Stored data entries
──────────────────────────────

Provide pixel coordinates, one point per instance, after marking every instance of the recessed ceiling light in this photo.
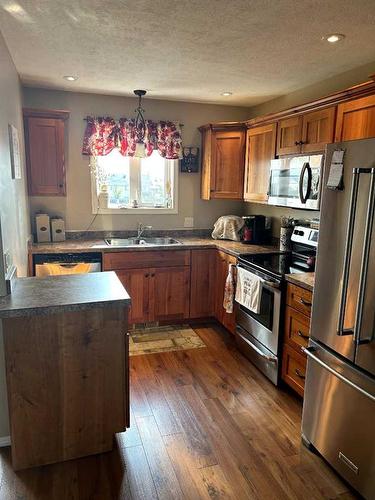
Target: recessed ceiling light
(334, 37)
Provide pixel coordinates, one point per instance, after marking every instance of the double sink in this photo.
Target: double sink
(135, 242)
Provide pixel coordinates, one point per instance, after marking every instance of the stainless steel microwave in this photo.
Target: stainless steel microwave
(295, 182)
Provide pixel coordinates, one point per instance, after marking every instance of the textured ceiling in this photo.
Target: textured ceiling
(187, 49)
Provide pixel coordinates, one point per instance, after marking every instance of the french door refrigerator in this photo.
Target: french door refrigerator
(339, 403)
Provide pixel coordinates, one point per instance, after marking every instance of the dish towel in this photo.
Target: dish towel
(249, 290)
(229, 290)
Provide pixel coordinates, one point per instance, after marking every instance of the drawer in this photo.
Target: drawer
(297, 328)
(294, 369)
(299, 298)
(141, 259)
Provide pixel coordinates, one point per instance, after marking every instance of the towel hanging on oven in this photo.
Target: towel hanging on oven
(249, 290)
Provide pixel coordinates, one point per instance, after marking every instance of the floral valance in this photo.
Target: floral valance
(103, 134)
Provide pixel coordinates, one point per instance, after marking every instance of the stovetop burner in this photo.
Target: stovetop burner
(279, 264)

──────────────────────────────

-- How to complete this task --
With the pictures dropped, give every entry above again exactly.

-- Reply to the exercise --
Provide pixel coordinates, one point per instance, after marking every instance of the recessed ceiling light in this photo.
Target: recessed ceiling light
(334, 37)
Provide pixel coordinates, one point per instance, after marking every instance of the double sink in this photo.
Target: double sink
(135, 242)
Provide pixel coordinates, one point per instance, after marking every instance of the stainless steel microwave in this photo.
Target: stainless steel microwave
(295, 182)
Provide pixel coordinates, one point per instance, after marking every instance of the textured ceiling in this photo.
Target: textured ceiling
(187, 49)
Provide pixel coordinates, one point per instance, after marking every instance of the french door refrigerator in this photo.
Target: french door refrigerator
(339, 403)
Provide pixel coordinates, one point per instance, after marking every instance of the dish towel in this photo.
Target: dish towel
(249, 290)
(229, 290)
Provide pixel coordinates, one point per instance, after marking every instance of the drawer in this photo.
Target: drawer
(297, 328)
(294, 369)
(299, 298)
(141, 259)
Provide pixel coordinates, one point per instance, after marking every instance of the towel hanging on oven in this photo.
Target: towel hanging on oven
(249, 290)
Provide pixel coordinates, one point per instance, after marking every instance of the floral valance in this photo.
Target: floral valance
(103, 134)
Provide pixel coordinates, one point per instance, after marking every instance of the stovetop burner in this photo.
Target: stovetop burner
(279, 264)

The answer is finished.